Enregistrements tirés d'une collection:
((

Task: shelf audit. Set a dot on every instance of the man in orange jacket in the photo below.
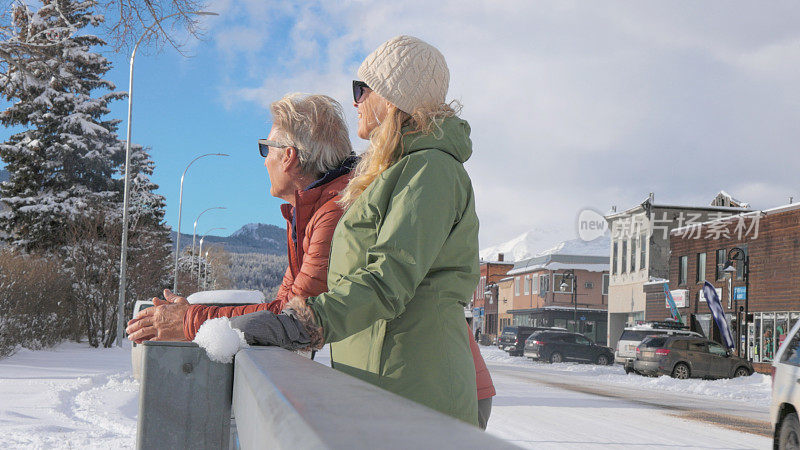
(308, 157)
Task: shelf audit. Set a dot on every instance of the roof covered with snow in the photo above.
(574, 254)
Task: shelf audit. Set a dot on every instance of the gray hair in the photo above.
(315, 126)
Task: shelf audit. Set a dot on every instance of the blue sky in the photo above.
(572, 104)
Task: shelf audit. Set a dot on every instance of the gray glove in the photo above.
(267, 328)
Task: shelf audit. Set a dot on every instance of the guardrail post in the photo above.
(184, 399)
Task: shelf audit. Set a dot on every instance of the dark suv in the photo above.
(687, 357)
(512, 339)
(561, 346)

))

Citez à l'identique les lignes des enregistrements ci-dessus, depuis celle qui contient « glove in the photo above. » jusqu'à la fin des enregistrements, bornes comprises.

Task: shelf audit. Set a dot on every instance of the gray glove in the photo above.
(267, 328)
Task: shelf audit. Set a dot on every instance of the guardrail post in the photo above.
(184, 399)
Task: shelf audit. Set a dot on every instance of the dark suv in the photo above.
(687, 357)
(512, 339)
(561, 346)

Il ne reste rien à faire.